• Task directions:
You are asked to repeat the listing word for word and to leave out its pictures.

• Raw data:
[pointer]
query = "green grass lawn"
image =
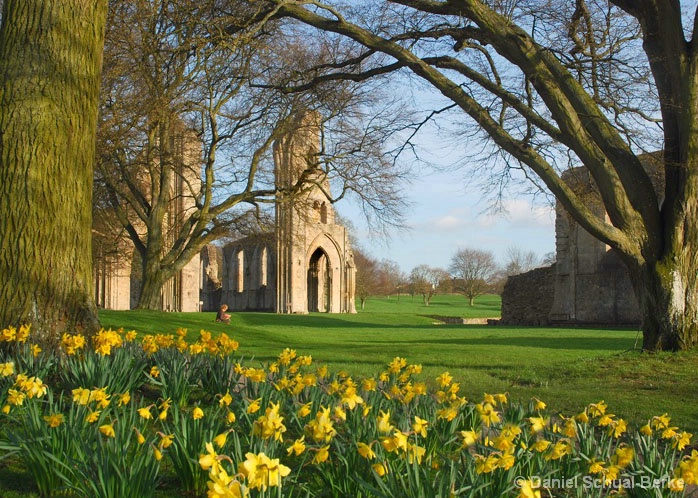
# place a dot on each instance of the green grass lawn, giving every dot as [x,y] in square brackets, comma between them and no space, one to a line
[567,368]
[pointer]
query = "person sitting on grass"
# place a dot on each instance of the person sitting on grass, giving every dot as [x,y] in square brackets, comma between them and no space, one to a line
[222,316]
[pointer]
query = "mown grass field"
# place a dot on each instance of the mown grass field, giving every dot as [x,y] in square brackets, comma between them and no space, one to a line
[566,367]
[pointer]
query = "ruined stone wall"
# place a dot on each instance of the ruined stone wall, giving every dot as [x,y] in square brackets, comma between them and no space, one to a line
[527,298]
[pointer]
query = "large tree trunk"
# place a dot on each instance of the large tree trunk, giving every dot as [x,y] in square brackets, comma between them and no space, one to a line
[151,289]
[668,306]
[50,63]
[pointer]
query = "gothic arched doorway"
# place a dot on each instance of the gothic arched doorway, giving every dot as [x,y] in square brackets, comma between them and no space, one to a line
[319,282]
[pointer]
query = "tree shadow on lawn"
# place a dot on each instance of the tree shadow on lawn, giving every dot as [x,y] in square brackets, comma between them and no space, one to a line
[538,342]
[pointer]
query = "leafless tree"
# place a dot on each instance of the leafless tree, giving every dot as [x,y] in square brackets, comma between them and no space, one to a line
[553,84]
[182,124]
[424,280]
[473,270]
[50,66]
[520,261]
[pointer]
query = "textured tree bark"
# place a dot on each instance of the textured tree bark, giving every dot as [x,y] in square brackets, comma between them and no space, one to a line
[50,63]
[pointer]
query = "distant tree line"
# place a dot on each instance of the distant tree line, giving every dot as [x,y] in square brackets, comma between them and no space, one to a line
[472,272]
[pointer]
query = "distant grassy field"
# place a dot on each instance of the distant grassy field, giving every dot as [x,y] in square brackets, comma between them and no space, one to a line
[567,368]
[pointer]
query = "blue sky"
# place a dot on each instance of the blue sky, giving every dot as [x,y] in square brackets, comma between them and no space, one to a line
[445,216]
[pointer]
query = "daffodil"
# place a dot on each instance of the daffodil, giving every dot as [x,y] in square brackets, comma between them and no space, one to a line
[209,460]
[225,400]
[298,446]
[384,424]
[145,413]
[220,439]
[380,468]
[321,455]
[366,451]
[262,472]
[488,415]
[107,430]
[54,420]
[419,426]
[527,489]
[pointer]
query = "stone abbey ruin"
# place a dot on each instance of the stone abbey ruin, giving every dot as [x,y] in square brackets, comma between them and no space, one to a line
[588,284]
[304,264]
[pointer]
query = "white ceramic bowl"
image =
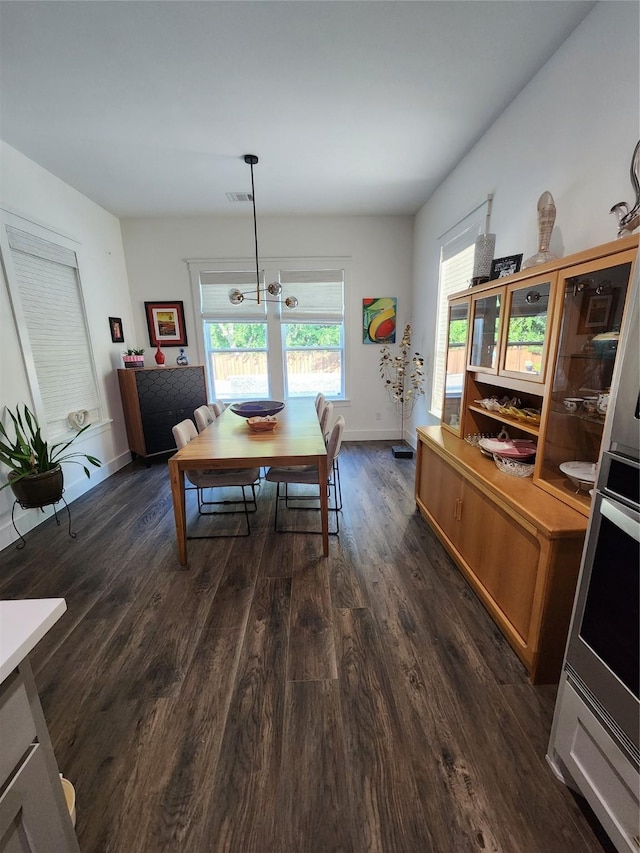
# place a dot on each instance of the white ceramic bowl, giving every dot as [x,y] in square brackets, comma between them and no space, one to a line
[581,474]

• Written answer:
[pointer]
query = "green grass lawn"
image =
# place a dot on each instance of the green grass lawn, giving every dot as [x,y] in square brackets, comma between them and no space, one to a line
[567,368]
[pointer]
query = "person sitting on grass"
# place a dot on each instance of the person sitting on grass, giving every dot as [x,y] in square brackets, comma between them and no space, one to a line
[222,316]
[pointer]
query = "mown grass field"
# place a dot on each instance of the mown grass field, giving every dot as [x,y] in square brackets, comma between them and no space, one to a line
[566,367]
[pointer]
query = "ruined stone wall"
# place a dot on each instance of the ruined stone wall, giving every dot as [x,y] in square brackets, comma between them and no space, one to a line
[527,298]
[pointer]
query = "large tree trunk"
# place a dot on each instance of the large tree trunk, giving every dot as [x,y] in square brackets, comma between them and no space, one to a line
[151,289]
[668,306]
[50,63]
[pointer]
query = "gothic arched doorway"
# place a dot on each instance of the gothic arched doorway, giving every dot as [x,y] in square brackets, comma between them and no space, one to a line
[319,282]
[pointer]
query = "tree shadow on lawn"
# place a dot on each instance of the tree shadow on lawn, giving every dot as [x,y] in square brackets, comma between them and no space, one to a line
[538,342]
[pointer]
query = "leafless tree"
# place a dot on each instance of the leafless tree, giving every dot as [x,y] in square brackets, comma between them and no space, one to a line
[553,84]
[182,124]
[424,280]
[473,270]
[50,66]
[520,261]
[pointer]
query = "textured tree bark"
# place a dot on each instance of the textured tree bark, giving every dot as [x,y] in square brackets, comma between them and no space, one to a line
[50,63]
[pointer]
query = "distant tree line"
# place a dot on each instance of the distant tree line, giving every dot as [x,y] in square brackets, comma between them and no space, one to a line
[472,272]
[pointer]
query = "distant grassy field"
# place a dot on each instance of the distant grassy field, giving every dot as [x,y] in square brackets, comma between them and no space, one to a line
[567,368]
[pointer]
query = "blue sky"
# place a dot on each instance of the blue sky, giving every dot as [x,y] in square brackets, comma between them and no space, one to a line
[445,216]
[pointer]
query = "daffodil"
# place a dot on each instance of the daffodil, giving every dot as [x,y] in square brackets, comma between them and no space, one to a line
[209,460]
[225,400]
[298,446]
[384,424]
[145,413]
[220,439]
[380,468]
[321,455]
[366,451]
[262,472]
[488,415]
[107,430]
[54,420]
[419,426]
[527,489]
[pointer]
query = "stone abbey ruin"
# place a dot on each instance of the stone abbey ruin, giving every dot as [x,y] in square brackets, comma between them and no space, one to a line
[588,284]
[304,264]
[pointer]
query = "white ceramic bowl"
image =
# place a dot on each instance of the white ceramic bowl, giving every dot as [x,y] in square brackets, comma between them and no space, one to a line
[581,474]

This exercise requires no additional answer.